WHAT YOU NEED TO DO> Please reproduce the data in its entirety, word for word.

(Items listed in a dataset)
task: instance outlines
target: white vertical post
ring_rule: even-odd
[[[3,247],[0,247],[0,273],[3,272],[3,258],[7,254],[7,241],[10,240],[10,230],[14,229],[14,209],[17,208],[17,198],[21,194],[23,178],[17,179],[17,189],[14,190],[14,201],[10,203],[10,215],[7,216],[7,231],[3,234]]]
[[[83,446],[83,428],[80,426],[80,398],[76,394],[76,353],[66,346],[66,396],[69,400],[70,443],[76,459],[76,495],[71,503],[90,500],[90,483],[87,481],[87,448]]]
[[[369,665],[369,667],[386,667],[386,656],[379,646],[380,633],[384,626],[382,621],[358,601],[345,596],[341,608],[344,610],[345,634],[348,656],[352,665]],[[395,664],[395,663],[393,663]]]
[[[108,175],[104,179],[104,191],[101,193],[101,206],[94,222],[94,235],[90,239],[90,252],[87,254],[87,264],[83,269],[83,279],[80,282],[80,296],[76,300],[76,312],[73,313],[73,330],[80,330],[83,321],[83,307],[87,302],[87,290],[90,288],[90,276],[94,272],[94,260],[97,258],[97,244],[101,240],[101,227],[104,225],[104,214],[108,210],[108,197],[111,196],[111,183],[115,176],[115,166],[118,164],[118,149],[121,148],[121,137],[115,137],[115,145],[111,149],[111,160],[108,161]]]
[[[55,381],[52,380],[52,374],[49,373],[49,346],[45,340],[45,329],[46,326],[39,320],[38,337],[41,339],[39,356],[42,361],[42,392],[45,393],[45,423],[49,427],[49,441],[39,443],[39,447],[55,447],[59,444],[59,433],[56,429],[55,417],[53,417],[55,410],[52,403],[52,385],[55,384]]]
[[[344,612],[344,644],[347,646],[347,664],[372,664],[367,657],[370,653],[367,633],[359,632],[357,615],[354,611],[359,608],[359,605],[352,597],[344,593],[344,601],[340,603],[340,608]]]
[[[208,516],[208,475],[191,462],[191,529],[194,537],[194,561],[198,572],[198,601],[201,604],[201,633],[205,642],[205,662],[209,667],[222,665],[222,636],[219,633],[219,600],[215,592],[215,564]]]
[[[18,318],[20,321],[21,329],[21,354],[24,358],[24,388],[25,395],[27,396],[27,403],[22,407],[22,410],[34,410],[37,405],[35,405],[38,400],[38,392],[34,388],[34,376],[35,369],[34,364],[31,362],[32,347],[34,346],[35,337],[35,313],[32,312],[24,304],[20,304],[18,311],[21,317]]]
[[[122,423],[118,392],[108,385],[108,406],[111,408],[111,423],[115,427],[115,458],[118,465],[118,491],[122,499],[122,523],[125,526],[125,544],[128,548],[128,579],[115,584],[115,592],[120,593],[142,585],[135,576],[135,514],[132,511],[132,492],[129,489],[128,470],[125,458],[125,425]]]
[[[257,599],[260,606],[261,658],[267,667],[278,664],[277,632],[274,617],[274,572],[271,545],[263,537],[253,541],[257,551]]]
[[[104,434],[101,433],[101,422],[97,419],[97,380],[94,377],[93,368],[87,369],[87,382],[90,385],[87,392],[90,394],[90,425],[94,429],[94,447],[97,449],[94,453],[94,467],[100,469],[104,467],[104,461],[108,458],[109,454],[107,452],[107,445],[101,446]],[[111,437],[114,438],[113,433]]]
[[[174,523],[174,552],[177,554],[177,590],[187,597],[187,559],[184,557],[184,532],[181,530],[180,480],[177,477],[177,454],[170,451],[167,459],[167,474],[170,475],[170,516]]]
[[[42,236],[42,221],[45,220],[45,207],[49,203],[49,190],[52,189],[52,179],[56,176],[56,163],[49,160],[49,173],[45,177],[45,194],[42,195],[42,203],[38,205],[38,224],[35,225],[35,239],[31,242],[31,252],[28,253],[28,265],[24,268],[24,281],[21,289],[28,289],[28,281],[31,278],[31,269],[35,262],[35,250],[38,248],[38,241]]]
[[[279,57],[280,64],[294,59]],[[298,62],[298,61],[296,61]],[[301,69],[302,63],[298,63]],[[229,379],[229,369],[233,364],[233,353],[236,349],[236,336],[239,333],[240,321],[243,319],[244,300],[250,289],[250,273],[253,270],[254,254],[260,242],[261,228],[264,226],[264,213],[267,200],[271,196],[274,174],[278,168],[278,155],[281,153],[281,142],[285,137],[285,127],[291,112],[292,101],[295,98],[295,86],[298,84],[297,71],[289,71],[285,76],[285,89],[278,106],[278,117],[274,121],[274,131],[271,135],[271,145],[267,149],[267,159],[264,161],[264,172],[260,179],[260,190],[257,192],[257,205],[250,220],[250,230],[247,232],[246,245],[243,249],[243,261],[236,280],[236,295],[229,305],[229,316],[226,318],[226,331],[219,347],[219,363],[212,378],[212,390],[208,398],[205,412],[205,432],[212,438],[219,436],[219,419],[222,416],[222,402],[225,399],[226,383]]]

REPLY>
task: instance outlines
target: white vertical post
ring_rule: even-odd
[[[3,247],[0,247],[0,273],[3,272],[3,258],[7,254],[7,241],[10,240],[10,230],[14,229],[14,209],[17,208],[17,198],[21,194],[23,178],[17,179],[17,189],[14,190],[14,201],[10,203],[10,215],[7,216],[7,231],[3,234]]]
[[[83,446],[83,428],[80,426],[80,398],[76,394],[76,353],[66,346],[66,396],[69,400],[70,443],[76,459],[76,495],[71,503],[90,500],[90,483],[87,481],[87,448]]]
[[[369,665],[369,667],[386,667],[386,656],[379,646],[380,633],[384,626],[382,621],[358,601],[345,596],[341,608],[344,610],[345,634],[348,656],[352,665]],[[395,664],[395,663],[393,663]]]
[[[108,175],[104,179],[104,191],[101,193],[101,206],[94,222],[94,235],[90,239],[90,252],[87,254],[87,264],[83,269],[83,279],[80,282],[80,296],[76,300],[76,312],[73,313],[73,330],[80,330],[83,321],[83,307],[87,302],[87,290],[90,288],[90,276],[94,272],[94,260],[97,258],[97,244],[101,240],[101,227],[104,225],[104,214],[108,210],[108,197],[111,196],[111,183],[115,176],[115,166],[118,164],[118,149],[121,148],[121,137],[115,137],[115,145],[111,149],[111,160],[108,161]]]
[[[55,381],[52,380],[52,374],[49,373],[49,346],[45,340],[45,329],[46,326],[39,320],[38,337],[41,339],[39,356],[42,361],[42,392],[45,393],[45,423],[49,427],[49,441],[39,443],[39,447],[55,447],[59,444],[59,433],[56,429],[55,417],[53,417],[55,410],[52,403],[52,385],[55,384]]]
[[[344,612],[344,644],[347,646],[347,664],[372,664],[367,657],[370,653],[367,633],[359,632],[357,615],[354,611],[359,608],[359,605],[352,597],[344,593],[344,601],[340,603],[340,608]]]
[[[208,516],[208,475],[191,462],[191,529],[194,537],[194,561],[198,572],[198,601],[201,604],[201,633],[205,642],[205,662],[209,667],[222,665],[222,636],[219,633],[219,600],[215,592],[215,564]]]
[[[18,318],[20,321],[21,329],[21,354],[24,358],[24,388],[25,395],[27,396],[27,403],[22,407],[22,410],[34,410],[37,405],[35,405],[38,400],[38,392],[34,388],[34,376],[35,369],[34,364],[31,362],[32,347],[34,346],[35,337],[35,313],[32,312],[24,304],[20,304],[18,311],[21,317]]]
[[[122,423],[118,392],[108,385],[108,406],[111,408],[111,423],[115,427],[115,458],[118,465],[118,491],[122,499],[122,523],[125,526],[125,544],[128,548],[128,579],[115,584],[115,592],[120,593],[142,585],[135,576],[135,514],[132,511],[132,492],[129,489],[128,470],[125,458],[125,425]]]
[[[257,599],[260,606],[261,658],[267,667],[278,664],[277,632],[274,617],[274,572],[271,545],[263,537],[253,541],[257,551]]]
[[[104,434],[101,433],[101,422],[97,419],[97,380],[94,377],[93,368],[87,369],[87,382],[90,385],[87,392],[90,394],[90,425],[94,429],[94,447],[97,449],[94,453],[94,467],[100,469],[104,467],[104,461],[108,458],[109,454],[107,452],[107,445],[101,446]],[[111,437],[114,438],[113,433]]]
[[[174,523],[174,552],[177,554],[177,590],[187,597],[187,559],[184,557],[184,532],[181,530],[180,480],[177,477],[177,454],[170,451],[167,459],[167,474],[170,475],[170,516]]]
[[[42,236],[42,221],[45,220],[45,207],[49,203],[49,190],[52,189],[52,179],[56,176],[56,163],[49,160],[49,173],[45,177],[45,194],[42,195],[42,203],[38,205],[38,224],[35,225],[35,239],[31,242],[31,252],[28,253],[28,265],[24,268],[24,281],[21,289],[28,289],[28,281],[31,278],[31,269],[35,262],[35,250],[38,248],[38,241]]]
[[[279,57],[280,64],[294,59]],[[298,62],[298,61],[296,61]],[[301,69],[302,63],[298,63]],[[229,379],[229,369],[233,364],[233,353],[236,349],[236,336],[239,333],[240,321],[243,319],[244,300],[250,289],[250,273],[253,270],[254,254],[260,242],[261,228],[264,226],[264,213],[267,200],[271,196],[274,174],[278,168],[278,155],[281,153],[281,142],[285,137],[285,127],[291,112],[292,101],[295,98],[295,86],[298,84],[297,71],[289,71],[285,76],[285,89],[278,106],[278,117],[274,121],[274,131],[271,135],[271,145],[267,149],[267,159],[264,161],[264,172],[260,179],[260,190],[257,192],[257,205],[250,220],[250,230],[247,232],[246,245],[243,249],[243,261],[236,280],[236,295],[229,305],[229,316],[226,318],[226,331],[219,347],[219,363],[212,378],[212,390],[208,398],[205,412],[205,432],[212,438],[219,436],[219,419],[222,416],[222,402],[225,399],[226,383]]]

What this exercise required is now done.